§ Selected excerpt:
More poor Filipinos insured in ’16

The number of Filipinos covered by microinsurance further rose to 28.4 million as of the end of 2016, Insurance Commissioner Dennis B. Funa said.

The end-2016 figure increased 8 percent from 26.3 million at end-September.

An Insurance Commission report showed that 61 percent of the Filipinos with microinsurance coverage were members and dependents of microinsurance mutual benefit associations (MBAs).

Life insurers covered 30 percent of the total or 8.59 million, while non-life firms covered 9 percent or 2.54 million.

Total microinsurance premium production jumped 36 percent quarter-on-quarter to P5.41 billion at end-2016, data also showed.

MBAs’ premium income accounted for more than half of the total or P2.9 billion; the life sector contributed P1.88 billion; while non-life had P631 million.

“There is a continuous increase in the net premiums written by the microinsurance industry. From 2012 to 2016, the average year-on-year increase in net premium income is 16 percent. In fact, the same increased by 20 percent from P4.5 billion in 2015 to P5.4 billion in 2016,” Funa said.

§ Set of tasks:
1. From the microinsurance article, output the passage that begins at the words "Life insurers covered" and stops after the words "data also showed.".
2. In the microinsurance article, what figures does Funa give to support his statement that net premiums written by the microinsurance industry are continuously increasing? Answer in one to three sentences.

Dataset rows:

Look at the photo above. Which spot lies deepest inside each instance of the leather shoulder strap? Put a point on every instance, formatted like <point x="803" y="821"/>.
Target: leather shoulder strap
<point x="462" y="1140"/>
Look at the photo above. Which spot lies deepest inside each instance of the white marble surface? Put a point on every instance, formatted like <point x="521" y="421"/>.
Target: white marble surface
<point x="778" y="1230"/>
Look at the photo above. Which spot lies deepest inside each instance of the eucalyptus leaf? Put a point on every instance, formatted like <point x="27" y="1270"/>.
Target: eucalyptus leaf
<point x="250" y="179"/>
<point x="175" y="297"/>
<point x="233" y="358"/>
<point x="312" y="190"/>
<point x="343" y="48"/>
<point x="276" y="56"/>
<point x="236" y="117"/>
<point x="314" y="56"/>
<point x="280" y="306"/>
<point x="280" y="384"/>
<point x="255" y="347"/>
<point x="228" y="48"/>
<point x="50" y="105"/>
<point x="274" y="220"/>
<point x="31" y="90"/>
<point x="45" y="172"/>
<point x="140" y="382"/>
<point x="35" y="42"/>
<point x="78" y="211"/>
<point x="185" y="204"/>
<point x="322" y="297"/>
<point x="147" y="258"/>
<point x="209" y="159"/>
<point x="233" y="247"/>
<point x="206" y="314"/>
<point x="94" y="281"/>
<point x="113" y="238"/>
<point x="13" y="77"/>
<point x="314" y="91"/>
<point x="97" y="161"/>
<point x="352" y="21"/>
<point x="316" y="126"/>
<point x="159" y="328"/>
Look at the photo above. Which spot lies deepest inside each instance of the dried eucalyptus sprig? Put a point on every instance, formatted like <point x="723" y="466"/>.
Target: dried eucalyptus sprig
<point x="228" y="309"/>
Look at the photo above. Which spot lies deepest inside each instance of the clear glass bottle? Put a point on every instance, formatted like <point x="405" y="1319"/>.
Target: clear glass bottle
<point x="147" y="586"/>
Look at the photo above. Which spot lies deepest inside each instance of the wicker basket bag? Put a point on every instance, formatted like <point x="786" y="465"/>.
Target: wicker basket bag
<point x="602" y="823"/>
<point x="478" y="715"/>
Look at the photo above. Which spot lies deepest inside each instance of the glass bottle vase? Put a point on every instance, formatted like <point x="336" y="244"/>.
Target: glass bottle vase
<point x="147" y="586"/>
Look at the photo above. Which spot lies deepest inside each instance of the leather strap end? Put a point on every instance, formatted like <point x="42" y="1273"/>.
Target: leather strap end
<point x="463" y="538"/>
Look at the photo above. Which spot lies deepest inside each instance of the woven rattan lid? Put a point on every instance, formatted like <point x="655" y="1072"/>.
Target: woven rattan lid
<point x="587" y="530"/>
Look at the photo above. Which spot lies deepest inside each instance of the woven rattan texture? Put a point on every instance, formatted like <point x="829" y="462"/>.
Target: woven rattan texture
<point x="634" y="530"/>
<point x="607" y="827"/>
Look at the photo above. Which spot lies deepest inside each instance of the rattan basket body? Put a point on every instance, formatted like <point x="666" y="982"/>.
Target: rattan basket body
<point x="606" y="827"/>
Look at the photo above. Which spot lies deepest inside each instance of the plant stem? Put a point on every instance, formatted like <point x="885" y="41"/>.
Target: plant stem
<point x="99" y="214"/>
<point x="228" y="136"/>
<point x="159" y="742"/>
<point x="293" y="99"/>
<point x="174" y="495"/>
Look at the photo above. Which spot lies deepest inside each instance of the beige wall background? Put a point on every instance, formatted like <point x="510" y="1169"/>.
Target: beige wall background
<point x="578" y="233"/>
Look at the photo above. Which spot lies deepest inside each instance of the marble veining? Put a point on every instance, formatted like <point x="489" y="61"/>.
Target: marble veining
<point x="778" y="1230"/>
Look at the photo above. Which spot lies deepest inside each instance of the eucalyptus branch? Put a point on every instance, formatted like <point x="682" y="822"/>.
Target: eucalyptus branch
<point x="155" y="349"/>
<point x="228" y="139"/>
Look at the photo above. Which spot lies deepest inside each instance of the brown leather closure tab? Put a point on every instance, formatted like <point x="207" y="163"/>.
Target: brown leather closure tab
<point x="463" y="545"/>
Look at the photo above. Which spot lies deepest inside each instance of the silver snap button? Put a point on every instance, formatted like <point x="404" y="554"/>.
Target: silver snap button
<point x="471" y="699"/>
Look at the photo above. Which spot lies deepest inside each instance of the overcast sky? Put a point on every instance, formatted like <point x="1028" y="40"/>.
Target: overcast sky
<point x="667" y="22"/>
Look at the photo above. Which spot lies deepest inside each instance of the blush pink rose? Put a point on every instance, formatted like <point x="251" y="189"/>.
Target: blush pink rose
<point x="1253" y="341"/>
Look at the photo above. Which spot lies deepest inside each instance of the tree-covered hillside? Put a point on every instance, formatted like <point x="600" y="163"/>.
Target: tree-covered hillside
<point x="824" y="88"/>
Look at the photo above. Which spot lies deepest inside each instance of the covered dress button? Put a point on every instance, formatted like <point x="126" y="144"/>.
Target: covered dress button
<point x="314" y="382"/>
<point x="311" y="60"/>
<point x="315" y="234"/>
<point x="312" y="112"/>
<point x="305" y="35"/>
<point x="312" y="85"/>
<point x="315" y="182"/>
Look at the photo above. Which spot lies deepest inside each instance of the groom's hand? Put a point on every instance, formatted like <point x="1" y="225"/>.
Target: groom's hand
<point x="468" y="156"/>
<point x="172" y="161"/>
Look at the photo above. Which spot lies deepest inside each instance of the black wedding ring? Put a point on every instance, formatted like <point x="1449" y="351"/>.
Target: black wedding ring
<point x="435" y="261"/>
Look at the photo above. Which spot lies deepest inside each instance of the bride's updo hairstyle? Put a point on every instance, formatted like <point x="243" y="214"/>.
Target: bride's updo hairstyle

§ Solved tasks:
1.
Life insurers covered 30 percent of the total or 8.59 million, while non-life firms covered 9 percent or 2.54 million.

Total microinsurance premium production jumped 36 percent quarter-on-quarter to P5.41 billion at end-2016, data also showed.

2. Funa says net premium income rose by an average of 16 percent year on year from 2012 to 2016. He adds that it grew 20 percent in 2016, from P4.5 billion in 2015 to P5.4 billion.